Aufgabe: Gib aus dem Text über das geplante Hochschulgebäude die Stelle von „Riesige Freude und“ bis „macht bestimmt mit.“ wortgetreu wieder.

Text:

»»

Riesige Freude und Erleichterung seitens der Stadt und Hochschule, den Studenten fällt ein Stein vom Herzen dass sie in absehbarer Zeit in Räumen ohne Schimmel, Ratten - dafür mit Fenstern! - unterrichtet werden und arbeiten können, und nicht mehr zwischen elf provisorisch eingerichteten Räumen über die ganze Stadt verteilt hin und her wetzen müssen. Das Gebäude wird in allen Einzelheiten geplant, nochmal geprüft, und für gut befunden. Es bekommt komplette Freigabe, ein Termin für den Spatenstich wird festgelegt.

Jetzt fällt es den Anwohnern auf: Moooment, da will wer bauen? In meiner Nachbarschaft? Nenene. Das könnte ja heißen dass sich hier irgendetwas ändert! Nich mit uns. Nenenenene. Halt amal, da gibt's doch bestimmt a Möglichkeit wie ich mich beschweren kann. Jawoll! Ich beschwer mich! Der Nachbar macht bestimmt mit.
Gesagt, getan. Es wird eine Bürgerinitiative gestartet. Ein paar Tatsachen so verdreht dass sie passen, und fertig ist der große Aufschrei. Gebaut werden darf und soll freilich, aber bloß nicht in meiner Nähe. Und nicht gleich. Mir doch wurscht dass die Zeit drängt. Die Studenten sollen sich net so anstellen. Die können doch wohl aufm Boden oder aufm Tisch sitzen wenn sie ihren Professoren zuhören. Hat sich bis jetzt doch auch keiner beschwert, oder? Geht doch irgendwie immer. Die jammern bloß. Dass sich die Stadt und der Oberbürgermeister und sogar die IHK auf die Seite der blöden Studenten schlagen ist ja klar. Da hat bestimmt gar keiner mal nachgedacht - und an MICH gedacht!-, die schauen doch alle bloß auf sich selber und dass sie gut da stehen. Und dass die Presse eh immer nur Unwahrheiten schreibt weiß ja wohl auch jeder. Nix, die Argumente sind doch alle nicht fundiert. Zwei Abiturjahrgänge 2011 auf einmal? G8/G9? Wer glaubt denn sowas... lächerlich. Und wenn wir jetzt nein sagen kriegt die Stadt so schnell keine Fördergelder mehr? An den Haaren herbeigezogen! Wenn ich jetzt 31 Millionen ablehne, nachdem ich Jahrelang dafür gekämpft hab, krieg ich die bestimmt sofort beim nächsten mal fragen, wenn ich jetzt kurzfristig doch nicht will.

««

Daten:
»»

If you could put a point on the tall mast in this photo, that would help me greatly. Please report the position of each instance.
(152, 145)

««

Lösung:
Riesige Freude und Erleichterung seitens der Stadt und Hochschule, den Studenten fällt ein Stein vom Herzen dass sie in absehbarer Zeit in Räumen ohne Schimmel, Ratten - dafür mit Fenstern! - unterrichtet werden und arbeiten können, und nicht mehr zwischen elf provisorisch eingerichteten Räumen über die ganze Stadt verteilt hin und her wetzen müssen. Das Gebäude wird in allen Einzelheiten geplant, nochmal geprüft, und für gut befunden. Es bekommt komplette Freigabe, ein Termin für den Spatenstich wird festgelegt.

Jetzt fällt es den Anwohnern auf: Moooment, da will wer bauen? In meiner Nachbarschaft? Nenene. Das könnte ja heißen dass sich hier irgendetwas ändert! Nich mit uns. Nenenenene. Halt amal, da gibt's doch bestimmt a Möglichkeit wie ich mich beschweren kann. Jawoll! Ich beschwer mich! Der Nachbar macht bestimmt mit.